* [GIVEN PROBLEM A] Copy out the entries from the line with "the t-shirt sleeve?" to the line with "531,376 -> 543,402", keeping every line unchanged.

I am a "mountain girl" and I know a thing or two about hiking. I was born in a small village in the Alps, directly on the boarder between Italy and Austria, hiking was mandatory -not optional. There was an old joke going around about babies being born with hiking boots, skies and a backpack and I assume its still being told until this day. Not so far off the truth, I have been told I could ski before I actually walked. 


 


Sometimes tourists came to town and stayed for a while in houses like ours. They paid for "room and board" and were treated like King and Queens. Some of us were "hired" for guidance and it was serious business. We all knew the way through the forest and through the mountains; we knew what to show them and where to go to. All of us were able to guide them, however the hiking part was something they had to do on their own -very often for our entertainment (if I may say so). At first I was just the assistant, but then I got my first group alone when I was 15 and I was filled with pride. I planed the tour for days; I knew in which cabin we would eat, where we would rest and I packed my backpack with care. I knew from others that I could run into problems with the tourist-folks. A first-aid kit was needed, because some of them would get blisters as big as tennis balls, just because they went hiking with brand new fancy boots (really?) Some emergency food, flashlights, flares and some other "stuff" and I was ready.

* [RECORDS TO PROCESS]
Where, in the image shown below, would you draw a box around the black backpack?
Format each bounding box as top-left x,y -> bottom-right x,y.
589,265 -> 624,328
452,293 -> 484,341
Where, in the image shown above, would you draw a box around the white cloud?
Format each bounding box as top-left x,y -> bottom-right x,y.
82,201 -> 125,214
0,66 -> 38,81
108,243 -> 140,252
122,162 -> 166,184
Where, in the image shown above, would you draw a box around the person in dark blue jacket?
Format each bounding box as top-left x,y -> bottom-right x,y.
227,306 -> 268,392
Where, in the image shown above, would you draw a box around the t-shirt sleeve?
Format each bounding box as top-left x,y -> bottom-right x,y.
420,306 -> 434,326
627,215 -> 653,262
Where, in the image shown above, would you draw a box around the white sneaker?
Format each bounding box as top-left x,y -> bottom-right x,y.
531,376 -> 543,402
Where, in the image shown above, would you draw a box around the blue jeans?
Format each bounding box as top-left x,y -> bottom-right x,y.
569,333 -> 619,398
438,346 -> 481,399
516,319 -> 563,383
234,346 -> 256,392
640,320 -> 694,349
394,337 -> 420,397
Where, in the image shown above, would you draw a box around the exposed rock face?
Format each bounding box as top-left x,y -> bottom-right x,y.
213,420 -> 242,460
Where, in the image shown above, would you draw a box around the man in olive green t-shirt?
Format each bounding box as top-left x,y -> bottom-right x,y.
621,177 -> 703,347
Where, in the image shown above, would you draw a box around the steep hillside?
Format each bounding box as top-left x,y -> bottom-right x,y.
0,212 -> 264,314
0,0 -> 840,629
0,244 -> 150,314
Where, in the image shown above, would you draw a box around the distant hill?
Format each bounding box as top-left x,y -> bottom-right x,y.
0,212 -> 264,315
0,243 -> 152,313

---

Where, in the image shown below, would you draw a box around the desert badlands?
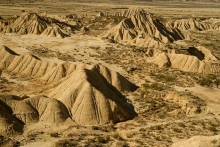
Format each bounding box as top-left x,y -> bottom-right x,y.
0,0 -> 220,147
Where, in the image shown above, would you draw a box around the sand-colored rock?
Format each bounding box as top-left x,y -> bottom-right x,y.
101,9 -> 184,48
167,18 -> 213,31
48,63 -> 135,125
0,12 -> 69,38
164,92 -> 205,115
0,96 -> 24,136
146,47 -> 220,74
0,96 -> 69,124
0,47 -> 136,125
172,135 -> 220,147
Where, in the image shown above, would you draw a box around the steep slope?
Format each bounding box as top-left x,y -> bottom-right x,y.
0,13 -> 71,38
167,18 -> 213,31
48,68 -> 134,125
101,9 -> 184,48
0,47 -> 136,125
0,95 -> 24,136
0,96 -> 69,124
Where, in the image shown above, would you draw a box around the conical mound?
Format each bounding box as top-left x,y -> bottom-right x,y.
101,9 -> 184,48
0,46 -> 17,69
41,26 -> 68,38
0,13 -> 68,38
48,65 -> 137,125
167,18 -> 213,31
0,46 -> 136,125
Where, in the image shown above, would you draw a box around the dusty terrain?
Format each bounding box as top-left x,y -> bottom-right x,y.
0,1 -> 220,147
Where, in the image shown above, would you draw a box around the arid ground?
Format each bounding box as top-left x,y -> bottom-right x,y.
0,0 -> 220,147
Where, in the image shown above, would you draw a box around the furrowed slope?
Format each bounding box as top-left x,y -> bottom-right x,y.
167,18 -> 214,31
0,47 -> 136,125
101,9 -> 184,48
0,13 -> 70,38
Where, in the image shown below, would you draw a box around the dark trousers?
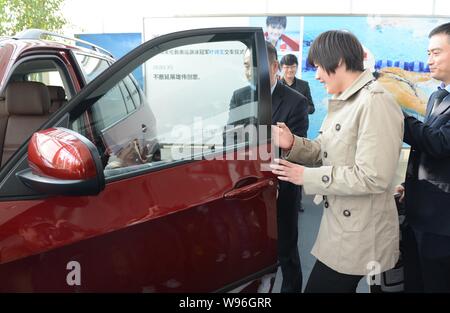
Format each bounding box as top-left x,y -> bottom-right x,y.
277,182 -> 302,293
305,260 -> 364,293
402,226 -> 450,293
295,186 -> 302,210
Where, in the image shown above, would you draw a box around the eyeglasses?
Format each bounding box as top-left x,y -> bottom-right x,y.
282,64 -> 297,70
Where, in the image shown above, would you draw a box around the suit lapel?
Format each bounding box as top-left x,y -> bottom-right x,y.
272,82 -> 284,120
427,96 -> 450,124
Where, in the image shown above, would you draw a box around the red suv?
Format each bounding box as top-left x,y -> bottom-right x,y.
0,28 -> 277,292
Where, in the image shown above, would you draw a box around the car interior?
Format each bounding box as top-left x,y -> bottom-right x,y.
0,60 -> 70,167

* [GIVEN PROBLEM B] In the hiking story, how old was the narrator when given a first group to lead alone?

* [CORRECT ANSWER A]
Where, in the image shown above, would you draw a box around the t-shirt sleeve?
Format each bounding box as top-left x,y -> bottom-right x,y.
420,306 -> 434,326
627,215 -> 653,262
Where, in the image shown above, would you draw a box around the white sneaker?
Format each bounding box as top-left x,y -> bottom-right x,y.
531,376 -> 543,402

* [CORRECT ANSWER B] 15